**** 課題文

太宰はね、ちょっと前の若者より今の若者のが共感できると思う
いや、
ぼくが若いといいたいわけじゃない
 

太宰って人間を要約すれば
恵まれた家庭で人権を与えられて育ったせいで
凧を地上に繋ぎとめる糸である常識ができなかった
でも感受性に富んで常に先回りし
演じて
多少以上に恵まれた容姿に集まってくる人間を
拒むことができず
自分に流れてくるものを弱いくせに
確固たる世間的自分が全くないくせに
全て受けてきたヤツだ

 

常識ってのはね、
たとえば、洗濯物をしなきゃいけないとか
食事を、今日食うために摂らなきゃいけないとか
掃除をしなきゃいけないとか
そんなことでもいいんだ

 

昔の人より今の人のが共感できると言ったのは、
親に大切に育てられてしまってるという意味だ
勉強より親の手伝いが大切だなんて、
今はなかなかいないんじゃない?
そういう意味だよ。




ぼくはこんなに自分と同じ人間を見たことがなくて
驚いた
ぼくはじゃあ人間失格ってこと?
そうだよ
過去にぼくは人間失格者になった
 

太宰が手記を書いたのは27歳のところまで。
ぼくが人間失格者になったのも、その頃。
見上げて、
みんながふつーに生きているあのレベルには
どうがんばっても
もう、行けないな、と思ったあの頃。
自殺しかないのだけど
ぼくの場合、
ぼくは太宰と違うのは、
“世間”の定義だ。
ぼくは太宰のように狭い定義をしなかったから
できなかった
あのプライドの高い家族に、
シミを作る事など許されない
あの頃は、母はきっと狂うだろうと思った。
今はそれはないかな、とも思うけど。
まぁ
それでぼくは途方に暮れた

 

死ぬしかもうないんだけどな~
でも、死ぬのは、とりあえず、ナシなんだよな~
でも、もう、無理なんだよな~



ってね。
無理なんだから、どうしようもない。
ぼくはあがく力もなかったし
誰に言える、そんな低いプライドを持ってもなかった
誰にも知られてはいけない
というより、ぼくの家族をとりまく世間に。
だから、死ねない。
死んだら、なぜぼくが死んだか、みんな知る。
それは残された者が恥ずかしくってしょうがないことだ。
悲しいとかそんなんより。

********

練習問題 A:
太宰についての文章によると、太宰が手記を書いたのは何歳のところまでですか。
この文章とリストは、内容の上でまったく関係がありません。

**** 一覧

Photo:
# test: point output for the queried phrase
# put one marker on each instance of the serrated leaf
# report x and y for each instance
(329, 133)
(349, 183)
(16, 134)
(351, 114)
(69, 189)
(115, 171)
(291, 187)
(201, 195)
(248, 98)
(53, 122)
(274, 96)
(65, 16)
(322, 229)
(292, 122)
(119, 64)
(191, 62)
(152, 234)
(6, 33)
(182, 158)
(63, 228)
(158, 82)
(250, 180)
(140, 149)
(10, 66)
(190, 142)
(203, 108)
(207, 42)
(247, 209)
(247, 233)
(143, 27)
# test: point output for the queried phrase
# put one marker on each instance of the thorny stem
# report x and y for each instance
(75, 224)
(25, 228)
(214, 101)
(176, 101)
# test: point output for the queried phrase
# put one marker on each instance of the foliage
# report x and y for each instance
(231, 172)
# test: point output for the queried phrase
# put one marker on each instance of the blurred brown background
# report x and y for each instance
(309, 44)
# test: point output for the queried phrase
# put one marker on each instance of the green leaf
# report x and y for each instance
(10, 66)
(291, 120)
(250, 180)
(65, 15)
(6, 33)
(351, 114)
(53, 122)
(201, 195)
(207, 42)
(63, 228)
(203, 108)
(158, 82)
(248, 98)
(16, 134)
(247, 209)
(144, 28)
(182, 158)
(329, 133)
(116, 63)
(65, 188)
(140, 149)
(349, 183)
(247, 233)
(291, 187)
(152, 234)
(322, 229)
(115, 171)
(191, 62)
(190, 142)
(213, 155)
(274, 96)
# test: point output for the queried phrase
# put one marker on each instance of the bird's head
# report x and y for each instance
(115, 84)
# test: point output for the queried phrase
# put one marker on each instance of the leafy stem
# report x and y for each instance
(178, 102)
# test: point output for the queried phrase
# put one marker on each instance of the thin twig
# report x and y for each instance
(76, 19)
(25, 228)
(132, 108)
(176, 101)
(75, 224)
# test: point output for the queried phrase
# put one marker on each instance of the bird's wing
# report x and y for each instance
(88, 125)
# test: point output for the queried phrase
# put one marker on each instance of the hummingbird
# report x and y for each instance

********

練習問題 B:
リストで「marker」という文字列を含む行を数えて、その数だけ答えてください。大文字と小文字は区別します。

解答例 A:
27歳のところまでです。

解答例 B:
10